SOURCE DOCUMENT:
begin

Member (MLA) in Uttar Pradesh Legislative Assembly
- In office Mar 2012 – Mar 2017
- Preceded by: Horam Singh
- Succeeded by: Dhirendra Singh
- Constituency: Jewar
- In office 2002–2012
- Preceded by: Narendra Bhati
- Succeeded by: Bimla Singh Solanki
- Constituency: Sikandrabad

Personal details
- Born: 4 September 1951 (age 75) Gautam Budh Nagar district
- Party: BJP
- Spouse: Rajwati
- Children: 3 (2 sons & 1 daughter)
- Parent: Ramfal Singh (father)
- Education: Chaudhary Charan Singh University
- Profession: Farmer, politician & businessman

= Vedram Bhati =

Indian politician

Vedram Bhati (born 1951) is an Indian politician and a member of the 16th Legislative Assembly of Uttar Pradesh of India. A notable Gujjar leader from Uttar Pradesh, he represents the Jewar constituency of Uttar Pradesh and was a member of the Bahujan Samaj Party (BSP) from 2002 to 2019 and later joined the Bharatiya Janata Party.

==Early life and education==
Vedram Bhati was born in Gautam Budh Nagar district. He attended the Chaudhary Charan Singh University and attained Bachelor of Laws degree.

end

REQUIRED TASKS:
a. Quote the Vedram Bhati article, beginning at the words "Personal details" and stopping after "Bharatiya Janata Party.".
b. For each statement, decide whether it agrees with the Vedram Bhati article, and give yes or no along with the exact words that settle it: (i) Vedram Bhati holds a Bachelor of Laws degree. (ii) In the Jewar seat, his predecessor was Narendra Bhati. (iii) His father is Ramfal Singh.
Rely only on the Vedram Bhati article.

SUPPLIED INFORMATION:
begin

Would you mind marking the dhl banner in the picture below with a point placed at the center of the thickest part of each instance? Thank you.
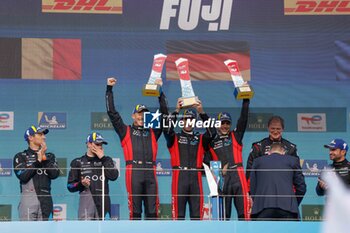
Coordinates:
(316, 7)
(83, 6)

end

PER-TASK OUTPUTS:
a.
Personal details
- Born: 4 September 1951 (age 75) Gautam Budh Nagar district
- Party: BJP
- Spouse: Rajwati
- Children: 3 (2 sons & 1 daughter)
- Parent: Ramfal Singh (father)
- Education: Chaudhary Charan Singh University
- Profession: Farmer, politician & businessman

= Vedram Bhati =

Indian politician

Vedram Bhati (born 1951) is an Indian politician and a member of the 16th Legislative Assembly of Uttar Pradesh of India. A notable Gujjar leader from Uttar Pradesh, he represents the Jewar constituency of Uttar Pradesh and was a member of the Bahujan Samaj Party (BSP) from 2002 to 2019 and later joined the Bharatiya Janata Party.

b.
(i) Yes: "attained Bachelor of Laws degree"
(ii) No: "Preceded by: Horam Singh"
(iii) Yes: "Parent: Ramfal Singh (father)"